## TEXT EXTRACT:
****************
And then the second aspect of his prayer for guidance in verse 10 — “Teach me to do Your will.” Now we’re getting somewhere. “Lord, I don’t know what to do but I always know the right thing to do is Your will.” This is getting back to the “Thy will not my will” thing. “Lord, I don’t know what I’m supposed to do but I do know this — I’m supposed to do Your will, so teach me to do Your will. I want to do what Your will is. I don’t want to just do what I want to do.” When you’re in a predicament, the temptation is, “Whatever I have to do to get out of this I’m going to do.” And David says, “Nope. The most important thing for me to do is Your will.”

And then third, he says, “Let Your good spirit lead me.” Ah, what’s the spirit going to do? He’s going to lead. How’s he going to lead? By making David want to do the Lord’s will. John Stott once said, “Ninety percent of knowing the will of God is being prepared to do it once you know what it is. Ninety percent of knowing the will of God is being prepared to do it once you know what it is.” And that is exactly what David is praying here. “Lord, let Your good spirit lead me so that I want to do what You want me to do, so that I can pray with my Savior, ‘Not my will but Your will be done.’” And in a predicament, especially in a predicament, we are tempted to turn that around. “Lord, I don’t know what Your will is, but my will is that I get out of this thing and any old way will do.” And David says, “Lord, let Your good spirit, in the midst of this predicament, lead me not to respond that way but to say, ‘Lord, we’re going to do it Your way and I want Your spirit to make me want to do it Your way and I want You to guide me in the way that I should go. I have no idea what to do right now.’”
****************
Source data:
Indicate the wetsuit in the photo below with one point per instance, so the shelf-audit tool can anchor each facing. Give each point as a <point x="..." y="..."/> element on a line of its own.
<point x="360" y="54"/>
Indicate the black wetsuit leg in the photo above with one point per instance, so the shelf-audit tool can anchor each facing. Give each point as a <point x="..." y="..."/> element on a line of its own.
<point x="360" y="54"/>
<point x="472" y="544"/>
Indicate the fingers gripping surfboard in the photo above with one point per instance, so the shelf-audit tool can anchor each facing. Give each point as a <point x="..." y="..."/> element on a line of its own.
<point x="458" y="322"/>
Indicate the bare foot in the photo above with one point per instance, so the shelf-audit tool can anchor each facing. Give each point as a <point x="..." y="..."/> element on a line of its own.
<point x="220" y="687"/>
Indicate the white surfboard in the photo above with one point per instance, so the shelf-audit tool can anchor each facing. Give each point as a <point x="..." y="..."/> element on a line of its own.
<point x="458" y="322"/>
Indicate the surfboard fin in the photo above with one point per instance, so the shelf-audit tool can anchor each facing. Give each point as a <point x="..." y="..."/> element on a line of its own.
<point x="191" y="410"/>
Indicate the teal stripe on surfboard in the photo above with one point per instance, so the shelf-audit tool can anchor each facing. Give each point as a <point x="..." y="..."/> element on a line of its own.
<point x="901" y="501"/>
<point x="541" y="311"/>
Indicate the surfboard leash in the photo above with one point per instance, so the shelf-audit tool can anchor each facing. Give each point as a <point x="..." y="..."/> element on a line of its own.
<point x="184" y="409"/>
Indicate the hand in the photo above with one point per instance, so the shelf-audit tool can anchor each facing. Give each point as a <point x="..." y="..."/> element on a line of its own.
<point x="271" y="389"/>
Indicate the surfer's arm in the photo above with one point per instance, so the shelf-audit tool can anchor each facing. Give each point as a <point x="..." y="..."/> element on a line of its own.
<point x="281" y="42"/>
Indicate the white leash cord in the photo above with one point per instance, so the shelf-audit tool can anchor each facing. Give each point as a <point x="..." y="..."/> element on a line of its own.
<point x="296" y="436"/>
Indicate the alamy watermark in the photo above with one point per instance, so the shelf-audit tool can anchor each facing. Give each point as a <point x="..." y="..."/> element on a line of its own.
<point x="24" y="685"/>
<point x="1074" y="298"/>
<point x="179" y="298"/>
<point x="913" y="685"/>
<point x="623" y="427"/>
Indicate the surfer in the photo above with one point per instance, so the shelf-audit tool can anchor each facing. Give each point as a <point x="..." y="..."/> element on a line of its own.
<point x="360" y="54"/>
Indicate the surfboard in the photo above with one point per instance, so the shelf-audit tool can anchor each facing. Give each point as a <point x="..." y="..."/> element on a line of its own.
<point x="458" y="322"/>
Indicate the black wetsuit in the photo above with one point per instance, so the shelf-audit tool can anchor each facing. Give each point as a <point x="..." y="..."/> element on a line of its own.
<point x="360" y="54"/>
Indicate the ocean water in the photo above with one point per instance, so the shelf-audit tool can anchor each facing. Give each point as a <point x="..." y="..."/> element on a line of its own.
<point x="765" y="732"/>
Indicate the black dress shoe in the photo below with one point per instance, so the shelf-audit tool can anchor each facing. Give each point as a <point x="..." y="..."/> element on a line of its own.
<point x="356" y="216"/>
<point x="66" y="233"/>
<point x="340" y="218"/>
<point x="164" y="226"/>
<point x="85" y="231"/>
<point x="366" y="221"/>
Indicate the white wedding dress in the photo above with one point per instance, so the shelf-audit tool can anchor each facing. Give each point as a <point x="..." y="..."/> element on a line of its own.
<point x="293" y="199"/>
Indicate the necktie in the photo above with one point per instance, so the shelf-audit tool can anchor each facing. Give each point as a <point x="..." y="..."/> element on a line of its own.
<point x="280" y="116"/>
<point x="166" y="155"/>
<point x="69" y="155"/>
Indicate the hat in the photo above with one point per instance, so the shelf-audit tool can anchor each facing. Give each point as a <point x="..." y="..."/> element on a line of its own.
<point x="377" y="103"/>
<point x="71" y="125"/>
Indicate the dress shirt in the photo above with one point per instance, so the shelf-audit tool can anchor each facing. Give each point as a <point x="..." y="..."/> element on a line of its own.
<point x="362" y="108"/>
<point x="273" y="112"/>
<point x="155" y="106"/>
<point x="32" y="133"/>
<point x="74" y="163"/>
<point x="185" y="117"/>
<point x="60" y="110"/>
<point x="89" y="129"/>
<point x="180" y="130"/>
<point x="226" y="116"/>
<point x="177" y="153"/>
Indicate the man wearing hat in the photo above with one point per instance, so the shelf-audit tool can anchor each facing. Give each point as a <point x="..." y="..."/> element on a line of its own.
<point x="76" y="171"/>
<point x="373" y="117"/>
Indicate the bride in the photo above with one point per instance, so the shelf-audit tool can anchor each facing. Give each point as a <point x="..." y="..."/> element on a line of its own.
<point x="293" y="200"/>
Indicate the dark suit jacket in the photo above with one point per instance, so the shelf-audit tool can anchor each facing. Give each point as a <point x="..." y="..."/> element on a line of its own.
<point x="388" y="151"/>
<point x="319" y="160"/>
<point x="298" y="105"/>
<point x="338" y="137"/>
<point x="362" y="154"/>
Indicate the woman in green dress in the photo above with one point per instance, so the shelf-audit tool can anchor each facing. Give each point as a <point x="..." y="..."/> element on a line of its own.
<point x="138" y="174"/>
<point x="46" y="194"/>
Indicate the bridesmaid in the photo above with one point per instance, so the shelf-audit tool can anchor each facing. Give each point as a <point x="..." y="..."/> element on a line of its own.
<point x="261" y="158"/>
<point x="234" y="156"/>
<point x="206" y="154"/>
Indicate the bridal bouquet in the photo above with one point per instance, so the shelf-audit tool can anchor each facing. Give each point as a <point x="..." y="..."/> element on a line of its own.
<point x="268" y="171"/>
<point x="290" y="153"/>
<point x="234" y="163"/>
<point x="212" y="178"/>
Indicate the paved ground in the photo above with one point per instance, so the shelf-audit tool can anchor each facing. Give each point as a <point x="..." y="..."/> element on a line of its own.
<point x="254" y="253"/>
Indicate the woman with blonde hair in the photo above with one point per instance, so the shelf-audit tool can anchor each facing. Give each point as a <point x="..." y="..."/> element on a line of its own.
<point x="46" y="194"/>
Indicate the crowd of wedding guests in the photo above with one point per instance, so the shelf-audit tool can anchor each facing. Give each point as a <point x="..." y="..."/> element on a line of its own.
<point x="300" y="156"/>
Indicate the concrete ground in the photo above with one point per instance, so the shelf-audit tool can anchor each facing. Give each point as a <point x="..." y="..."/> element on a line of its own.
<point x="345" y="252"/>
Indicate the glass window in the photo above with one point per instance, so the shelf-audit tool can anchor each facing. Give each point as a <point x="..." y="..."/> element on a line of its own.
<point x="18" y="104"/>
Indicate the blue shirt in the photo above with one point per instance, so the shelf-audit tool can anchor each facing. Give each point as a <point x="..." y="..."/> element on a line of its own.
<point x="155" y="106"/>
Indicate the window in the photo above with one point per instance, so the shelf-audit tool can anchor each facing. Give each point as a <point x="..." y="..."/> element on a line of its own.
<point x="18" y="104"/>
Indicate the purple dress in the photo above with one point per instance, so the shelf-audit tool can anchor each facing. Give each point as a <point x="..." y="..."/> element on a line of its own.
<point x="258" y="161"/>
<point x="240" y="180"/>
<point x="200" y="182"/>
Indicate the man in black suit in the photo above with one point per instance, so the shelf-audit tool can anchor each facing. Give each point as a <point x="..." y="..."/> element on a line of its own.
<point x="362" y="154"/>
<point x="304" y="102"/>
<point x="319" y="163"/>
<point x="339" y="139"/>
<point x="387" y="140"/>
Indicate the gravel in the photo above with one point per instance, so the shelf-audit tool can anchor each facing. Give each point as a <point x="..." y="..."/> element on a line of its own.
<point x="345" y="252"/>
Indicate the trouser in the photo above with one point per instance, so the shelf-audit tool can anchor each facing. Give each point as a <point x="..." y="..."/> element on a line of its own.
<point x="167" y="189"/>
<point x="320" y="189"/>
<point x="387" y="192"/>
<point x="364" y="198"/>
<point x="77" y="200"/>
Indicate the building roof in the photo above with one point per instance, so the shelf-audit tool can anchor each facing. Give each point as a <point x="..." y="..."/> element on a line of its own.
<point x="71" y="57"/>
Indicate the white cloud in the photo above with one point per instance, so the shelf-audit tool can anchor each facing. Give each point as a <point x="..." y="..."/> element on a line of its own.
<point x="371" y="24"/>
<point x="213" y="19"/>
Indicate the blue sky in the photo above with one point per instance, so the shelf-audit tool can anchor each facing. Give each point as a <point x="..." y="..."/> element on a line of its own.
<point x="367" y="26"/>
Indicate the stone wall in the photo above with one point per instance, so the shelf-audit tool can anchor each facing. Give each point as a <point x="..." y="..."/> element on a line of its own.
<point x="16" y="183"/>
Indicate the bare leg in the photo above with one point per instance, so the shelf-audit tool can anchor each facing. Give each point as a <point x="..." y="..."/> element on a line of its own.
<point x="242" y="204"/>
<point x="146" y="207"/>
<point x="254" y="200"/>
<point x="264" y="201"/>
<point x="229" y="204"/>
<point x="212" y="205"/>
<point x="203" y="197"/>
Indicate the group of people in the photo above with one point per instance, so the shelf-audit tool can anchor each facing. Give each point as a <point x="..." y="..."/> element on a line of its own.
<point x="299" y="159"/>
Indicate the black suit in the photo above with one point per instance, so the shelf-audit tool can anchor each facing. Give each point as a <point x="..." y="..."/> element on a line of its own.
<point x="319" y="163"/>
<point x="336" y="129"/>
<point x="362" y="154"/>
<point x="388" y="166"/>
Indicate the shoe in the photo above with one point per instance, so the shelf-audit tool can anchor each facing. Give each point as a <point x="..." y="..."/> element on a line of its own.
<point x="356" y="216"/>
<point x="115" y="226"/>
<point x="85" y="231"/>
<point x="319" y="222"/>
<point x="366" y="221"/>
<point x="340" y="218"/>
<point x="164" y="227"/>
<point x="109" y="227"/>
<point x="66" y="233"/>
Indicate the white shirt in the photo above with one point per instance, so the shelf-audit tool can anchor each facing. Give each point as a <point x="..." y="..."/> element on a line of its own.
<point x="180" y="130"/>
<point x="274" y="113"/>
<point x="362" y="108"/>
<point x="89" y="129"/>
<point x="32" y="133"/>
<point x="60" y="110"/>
****************
## TASK REQUIREMENTS:
(a) In the sermon passage on David's prayer, write out in order each phrase that ends with the word "predicament," starting each one at the beginning of its clause.
(b) According to the sermon passage on David's prayer, what did John Stott say ninety percent of knowing the will of God is?
(c) Carry on the sermon passage on David's prayer from its final sentence.
You won't need the lines for any of this.

## SET OF ANSWERS:
(a)
When you're in a predicament
And in a predicament
especially in a predicament
in the midst of this predicament

(b) Being prepared to do it once you know what it is.

(c)
Do you know what it is to be desperate, to be cornered, to be in that kind of predicament? David did, and Jesus did, and they prayed, “Not my will but Your will be done.” Let’s pray.

Heavenly Father, we thank You again for the beautiful confession of this psalm and for the honest lament of this psalm and for the wise petitions of this psalm and we ask that by Your Spirit You would make us to believe it and to understand it and to inwardly digest it so that this is our reaction in a time of desperation. We ask this in Jesus’ name, amen.

Would you stand and receive God’s blessing?

Peace be to the brethren, and love with faith, from God our Father and the Lord Jesus Christ until the daybreak and the shadows flee away.